POL242 LAB MANUAL: EXERCISE 5B

ANOVA (One-Way)

PURPOSE

Understand the null hypothesis in terms of Type I and Type II errors
Learn how to perform and interpret an ANOVA test for significance

MAIN POINTS

Types of Error, the null hypothesis and statistical significance

Researchers often distinguish Type I and II errors.
Type I occurs when we conclude that there is a relationship between two variables when there is actually none (a false positive).
Type II occurs when we conclude that there is no relationship between two variables when one exists in reality (a false negative).

		REALITY
		No Relationship	Relationship
ANALYTICAL CONCLUSION	No Relationship	a	Type II Error
ANALYTICAL CONCLUSION	Relationship	Type I Error	a

Researchers routinely take as the basis for their work the null hypothesis of no relationship between variables.
Measures of significance are used to rule out the null hypothesis and avoid making Type I errors.
A significance or probability level indicates the percentage chance of making a Type I Error.
Probabilities of .05 and less are conventionally taken as grounds for ruling out the null hypothesis and concluding a relationship does exist.

--- RECORDS SUPPLIED ---
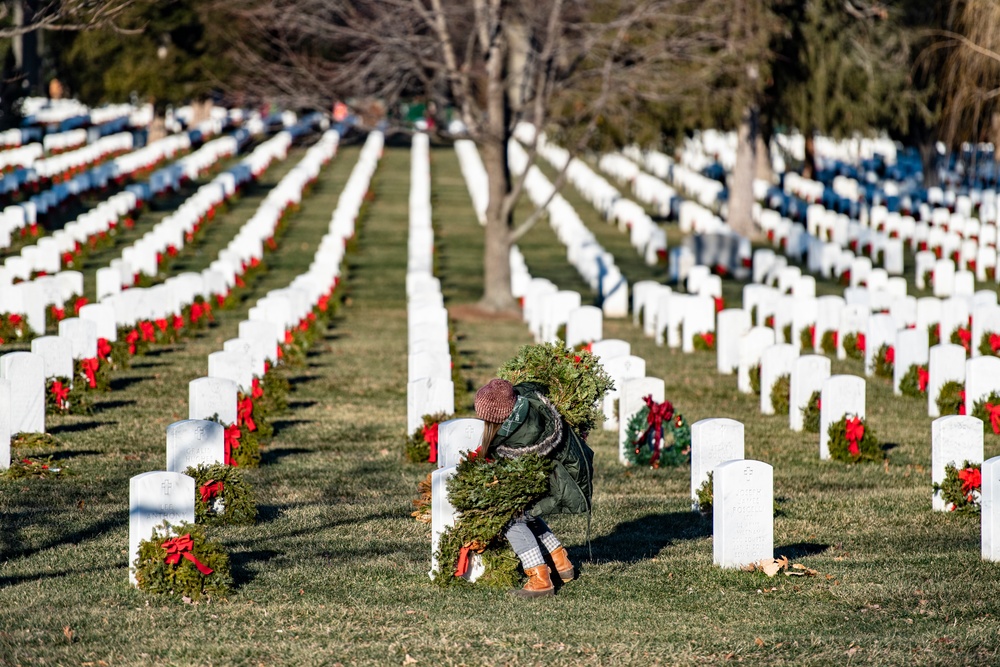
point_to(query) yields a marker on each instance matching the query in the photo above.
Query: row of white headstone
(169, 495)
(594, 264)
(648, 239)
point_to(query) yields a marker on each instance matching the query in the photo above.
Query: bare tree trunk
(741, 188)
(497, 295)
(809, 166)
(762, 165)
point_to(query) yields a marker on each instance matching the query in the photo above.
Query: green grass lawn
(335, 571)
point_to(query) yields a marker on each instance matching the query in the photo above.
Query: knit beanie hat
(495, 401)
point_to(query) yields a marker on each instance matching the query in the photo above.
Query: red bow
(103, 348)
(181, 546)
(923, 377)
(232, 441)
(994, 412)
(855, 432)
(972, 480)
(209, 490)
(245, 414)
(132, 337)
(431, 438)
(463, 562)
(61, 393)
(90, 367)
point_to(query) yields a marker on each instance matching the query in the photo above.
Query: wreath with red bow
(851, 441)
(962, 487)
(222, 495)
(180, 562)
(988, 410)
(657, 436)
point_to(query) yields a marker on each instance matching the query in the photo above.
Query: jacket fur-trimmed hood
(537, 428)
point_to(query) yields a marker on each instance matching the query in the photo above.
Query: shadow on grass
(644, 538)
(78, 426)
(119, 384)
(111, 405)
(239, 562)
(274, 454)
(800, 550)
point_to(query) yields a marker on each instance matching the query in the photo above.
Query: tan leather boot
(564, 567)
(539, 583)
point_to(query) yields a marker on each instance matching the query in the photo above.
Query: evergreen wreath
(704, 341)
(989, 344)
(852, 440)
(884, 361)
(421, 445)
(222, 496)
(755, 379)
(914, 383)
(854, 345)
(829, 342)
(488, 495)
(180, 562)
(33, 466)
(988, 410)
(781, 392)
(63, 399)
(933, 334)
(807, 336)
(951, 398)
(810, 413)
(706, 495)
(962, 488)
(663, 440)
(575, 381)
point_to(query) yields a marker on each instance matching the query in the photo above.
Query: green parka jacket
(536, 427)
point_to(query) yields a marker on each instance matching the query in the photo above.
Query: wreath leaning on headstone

--- WHAT TO DO ---
1. Decide whether each statement below agrees with the lab manual excerpt, answering yes or no and quoting the words that settle it. (a) A Type II error is a false negative. (b) Probabilities above .05 are conventionally taken as grounds for ruling out the null hypothesis. (c) Measures of significance are used to avoid making Type II errors.
2. Answer these questions from the lab manual excerpt:
(a) What exercise number does the excerpt carry?
(b) What null hypothesis do researchers routinely take as the basis for their work?
(c) What does a significance or probability level indicate?
3. Continue the lab manual excerpt on Type I and Type II errors from where it stops.

--- ANSWERS TO THE PROBLEMS ---
1.
(a) Yes: "Type II occurs when we conclude that there is no relationship between two variables when one exists in reality (a false negative)."
(b) No: "Probabilities of .05 and less are conventionally taken as grounds for ruling out the null hypothesis and concluding a relationship does exist."
(c) No: "Measures of significance are used to rule out the null hypothesis and avoid making Type I errors."

2.
(a) Exercise 5B.
(b) The null hypothesis of no relationship between variables.
(c) The percentage chance of making a Type I Error.

3.
One-way ANOVA

ANOVA: ANalysis Of VAriance.
Like a T-test, Anova is used to see whether the mean of the dependent variable differs across categories of an independent (group) variable.
The independent variable used in an ANOVA test can have 3 or more categories and may be nominal or ordinal. The dependent variable is ideally an interval variable, but can also be ordinal, particularly with many values.
Anova produces an F statistic which like T measures the ratio of between-group variance to within-group variance.
The higher the value of F, the more likely the difference between the means is significant, i.e., not due to chance.
Again like T scores, an F score is compared to a probability distribution to arrive at the probability (p) value.
Probability levels for F are interpreted in the same way as those for T.

INSTRUCTIONS

Select a dataset and hypothesize a relationship between two appropriate variables

e.g., Political ideology (dependent) varies according to the geographic region (group) in which an individual resides.
The independent (group) variable is preferably nominal, although it can be ordinal.
The dependent variable should ideally be interval, although you can use an ordinal variable with multiple categories.

Use Webstats to perform Frequency runs for each of the variables to identify missing values and recodes. For the group variable, make note of the lowest and the highest relevant value.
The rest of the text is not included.